WORK REQUEST:
Among the lines below, copy exactly those from the one with "In which part of the image above can the green" through the one with "In which part of the image above can the yellow-green", counting both ends.

RECORDED DATA:
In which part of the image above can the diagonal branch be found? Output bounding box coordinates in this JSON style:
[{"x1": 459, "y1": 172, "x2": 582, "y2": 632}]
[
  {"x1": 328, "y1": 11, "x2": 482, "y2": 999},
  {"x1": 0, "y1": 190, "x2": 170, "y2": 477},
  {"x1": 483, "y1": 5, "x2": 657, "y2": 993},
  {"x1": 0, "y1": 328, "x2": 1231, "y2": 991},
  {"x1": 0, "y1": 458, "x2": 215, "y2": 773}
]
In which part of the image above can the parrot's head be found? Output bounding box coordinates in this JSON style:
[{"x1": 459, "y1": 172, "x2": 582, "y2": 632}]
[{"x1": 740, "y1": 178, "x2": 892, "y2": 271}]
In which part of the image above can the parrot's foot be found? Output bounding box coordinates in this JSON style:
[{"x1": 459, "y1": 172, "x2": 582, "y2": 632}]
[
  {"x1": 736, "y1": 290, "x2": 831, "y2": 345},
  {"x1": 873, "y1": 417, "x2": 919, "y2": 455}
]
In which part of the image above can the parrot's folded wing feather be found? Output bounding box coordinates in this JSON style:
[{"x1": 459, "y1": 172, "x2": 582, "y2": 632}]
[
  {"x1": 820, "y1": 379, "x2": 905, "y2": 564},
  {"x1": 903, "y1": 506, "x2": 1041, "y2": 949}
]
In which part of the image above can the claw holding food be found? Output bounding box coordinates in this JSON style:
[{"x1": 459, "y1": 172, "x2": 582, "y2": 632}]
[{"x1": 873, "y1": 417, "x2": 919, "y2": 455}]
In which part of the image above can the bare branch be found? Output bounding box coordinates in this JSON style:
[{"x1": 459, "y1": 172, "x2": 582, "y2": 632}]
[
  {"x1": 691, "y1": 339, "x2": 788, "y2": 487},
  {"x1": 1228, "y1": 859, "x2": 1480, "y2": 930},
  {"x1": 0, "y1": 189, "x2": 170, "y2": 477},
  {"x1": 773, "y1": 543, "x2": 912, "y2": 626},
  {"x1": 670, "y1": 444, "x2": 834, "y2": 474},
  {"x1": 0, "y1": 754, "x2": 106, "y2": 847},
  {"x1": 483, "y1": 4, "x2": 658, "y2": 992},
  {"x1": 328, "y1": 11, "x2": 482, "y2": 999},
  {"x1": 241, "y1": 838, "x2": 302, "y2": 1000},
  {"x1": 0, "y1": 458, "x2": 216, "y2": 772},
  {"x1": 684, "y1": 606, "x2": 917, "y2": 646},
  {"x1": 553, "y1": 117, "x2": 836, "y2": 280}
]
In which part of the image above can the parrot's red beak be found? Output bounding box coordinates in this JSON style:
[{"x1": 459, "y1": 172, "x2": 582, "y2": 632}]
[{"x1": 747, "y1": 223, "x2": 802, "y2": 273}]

...

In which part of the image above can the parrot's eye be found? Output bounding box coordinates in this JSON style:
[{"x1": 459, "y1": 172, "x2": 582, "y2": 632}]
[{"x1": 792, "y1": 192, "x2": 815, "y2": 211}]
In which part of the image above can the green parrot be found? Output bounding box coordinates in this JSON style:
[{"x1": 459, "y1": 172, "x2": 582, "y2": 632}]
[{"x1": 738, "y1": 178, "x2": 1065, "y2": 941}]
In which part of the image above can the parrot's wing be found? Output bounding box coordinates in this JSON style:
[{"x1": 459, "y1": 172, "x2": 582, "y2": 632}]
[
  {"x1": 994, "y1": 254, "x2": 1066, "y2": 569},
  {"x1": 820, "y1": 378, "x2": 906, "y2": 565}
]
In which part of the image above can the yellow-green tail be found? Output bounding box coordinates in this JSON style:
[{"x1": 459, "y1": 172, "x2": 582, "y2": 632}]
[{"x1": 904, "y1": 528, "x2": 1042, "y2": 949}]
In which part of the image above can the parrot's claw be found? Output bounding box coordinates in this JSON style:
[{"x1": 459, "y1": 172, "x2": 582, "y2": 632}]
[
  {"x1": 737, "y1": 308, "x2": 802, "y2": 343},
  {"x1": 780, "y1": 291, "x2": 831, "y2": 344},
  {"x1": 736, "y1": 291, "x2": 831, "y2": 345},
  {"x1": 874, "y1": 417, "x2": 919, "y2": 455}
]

==

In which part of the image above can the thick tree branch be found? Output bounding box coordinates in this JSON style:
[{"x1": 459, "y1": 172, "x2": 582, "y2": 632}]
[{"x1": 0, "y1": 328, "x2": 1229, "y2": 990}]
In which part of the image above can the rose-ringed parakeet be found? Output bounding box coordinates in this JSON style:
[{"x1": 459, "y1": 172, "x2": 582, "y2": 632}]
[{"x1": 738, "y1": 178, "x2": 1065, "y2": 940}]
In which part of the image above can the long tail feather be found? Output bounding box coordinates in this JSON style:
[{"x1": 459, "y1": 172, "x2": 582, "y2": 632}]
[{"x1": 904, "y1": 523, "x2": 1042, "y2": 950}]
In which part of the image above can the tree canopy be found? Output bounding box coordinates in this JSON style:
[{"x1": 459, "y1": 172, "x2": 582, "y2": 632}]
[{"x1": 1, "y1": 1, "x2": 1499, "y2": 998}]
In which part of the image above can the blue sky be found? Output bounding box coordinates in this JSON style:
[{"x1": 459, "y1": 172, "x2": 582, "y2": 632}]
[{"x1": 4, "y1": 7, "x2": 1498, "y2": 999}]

WRITTEN REPLY:
In which part of the image above can the green parrot be found? Output bounding box coordinates in this JSON style:
[{"x1": 459, "y1": 172, "x2": 582, "y2": 632}]
[{"x1": 738, "y1": 178, "x2": 1065, "y2": 941}]
In which part of the image above can the parrot's wing be found? Output bounding box coordinates in this JSON style:
[{"x1": 459, "y1": 172, "x2": 582, "y2": 632}]
[
  {"x1": 994, "y1": 254, "x2": 1066, "y2": 569},
  {"x1": 820, "y1": 378, "x2": 906, "y2": 565}
]
In which part of the image above can the yellow-green tail be found? Output bounding box coordinates in this JSON style:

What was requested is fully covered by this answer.